In the rows below, rename "keypoint" to "marker" everywhere it appears, and give back all the rows with nothing else changed.
··· Data entries
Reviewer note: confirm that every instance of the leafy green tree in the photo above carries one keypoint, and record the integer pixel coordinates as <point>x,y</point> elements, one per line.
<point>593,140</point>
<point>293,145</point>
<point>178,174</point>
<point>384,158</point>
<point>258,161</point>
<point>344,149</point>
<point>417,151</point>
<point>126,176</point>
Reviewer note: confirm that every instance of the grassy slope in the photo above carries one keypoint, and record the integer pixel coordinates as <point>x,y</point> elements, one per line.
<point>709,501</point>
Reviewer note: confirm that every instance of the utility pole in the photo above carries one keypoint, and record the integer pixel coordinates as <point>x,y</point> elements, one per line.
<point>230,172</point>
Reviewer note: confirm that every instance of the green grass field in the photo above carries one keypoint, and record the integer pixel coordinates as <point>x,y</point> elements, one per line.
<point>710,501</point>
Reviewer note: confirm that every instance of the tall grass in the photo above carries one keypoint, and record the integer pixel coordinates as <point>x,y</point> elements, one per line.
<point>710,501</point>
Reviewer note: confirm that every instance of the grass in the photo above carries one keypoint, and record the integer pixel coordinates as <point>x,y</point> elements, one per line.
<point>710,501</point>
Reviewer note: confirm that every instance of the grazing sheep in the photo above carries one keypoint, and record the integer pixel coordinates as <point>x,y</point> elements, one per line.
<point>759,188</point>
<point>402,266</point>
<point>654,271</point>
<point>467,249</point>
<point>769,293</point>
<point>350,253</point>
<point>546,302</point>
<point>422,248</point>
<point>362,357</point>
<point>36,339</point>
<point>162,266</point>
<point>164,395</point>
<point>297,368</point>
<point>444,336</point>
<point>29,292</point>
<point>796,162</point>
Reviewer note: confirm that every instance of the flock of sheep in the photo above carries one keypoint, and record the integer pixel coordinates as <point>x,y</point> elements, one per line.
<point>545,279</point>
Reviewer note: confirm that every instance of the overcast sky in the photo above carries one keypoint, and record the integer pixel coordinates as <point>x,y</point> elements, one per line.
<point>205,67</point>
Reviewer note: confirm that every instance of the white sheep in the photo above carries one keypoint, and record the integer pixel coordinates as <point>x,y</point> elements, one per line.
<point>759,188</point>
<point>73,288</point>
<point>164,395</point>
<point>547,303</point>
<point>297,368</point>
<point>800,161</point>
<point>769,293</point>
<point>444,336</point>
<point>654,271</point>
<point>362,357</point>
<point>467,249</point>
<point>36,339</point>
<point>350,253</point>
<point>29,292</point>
······
▸ **Response to the exercise**:
Reviewer note: confirm that every instance of the leafy green tree in the photo above carries one marker, and record the integer pixel coordinates as <point>x,y</point> elements, one per line.
<point>593,140</point>
<point>293,145</point>
<point>178,174</point>
<point>384,158</point>
<point>258,161</point>
<point>344,149</point>
<point>417,151</point>
<point>126,176</point>
Reviewer note: confirm that every instance of the grassy slope in the photo above carries one marker, and record the integer pixel coordinates as <point>x,y</point> elements, one per line.
<point>709,501</point>
Reviewer note: confirm that every instance of the utility pole in the photo above carries one marker, and record the integer pixel coordinates as <point>x,y</point> elements, one per line.
<point>230,172</point>
Reviewer note: confirm that every instance of the green grass field in the photo above carries one marker, and record the integer pixel coordinates as <point>x,y</point> elements, one per line.
<point>710,501</point>
Reviewer note: confirm that every instance of the tall grass in the photo above carries one marker, and record the integer pixel coordinates as <point>x,y</point> elements, one per line.
<point>710,501</point>
Reviewer note: confirm that every instance of the grass in the photo above carries one marker, and record the integer pixel coordinates as <point>x,y</point> elements, one per line.
<point>710,501</point>
Reviewer note: confirm that every instance of the grazing sheep in the photo above carries one marker, and record the integer pixel coordinates as <point>x,y</point> elements, one per line.
<point>759,188</point>
<point>402,266</point>
<point>654,271</point>
<point>467,249</point>
<point>769,293</point>
<point>350,253</point>
<point>546,302</point>
<point>422,248</point>
<point>362,357</point>
<point>36,339</point>
<point>162,266</point>
<point>164,395</point>
<point>297,368</point>
<point>444,336</point>
<point>29,292</point>
<point>796,162</point>
Reviewer note: confirm that every instance of the flock of sheep in the photo above carries one marker, and record the integer pixel coordinates as <point>x,y</point> elements, one per line.
<point>545,279</point>
Reviewer note: confirm that every instance of the overcast sky in the photo above carries one marker, and record the integer pixel coordinates as <point>x,y</point> elements, one per line.
<point>205,67</point>
Reviewer note: confirm that every instance of the white sheep in the photo above carries one marker, and record the integer pixel coordinates as <point>x,y</point> elements, one per line.
<point>759,188</point>
<point>73,288</point>
<point>164,395</point>
<point>547,303</point>
<point>297,368</point>
<point>800,161</point>
<point>769,293</point>
<point>444,336</point>
<point>654,271</point>
<point>362,357</point>
<point>467,249</point>
<point>36,339</point>
<point>350,253</point>
<point>29,292</point>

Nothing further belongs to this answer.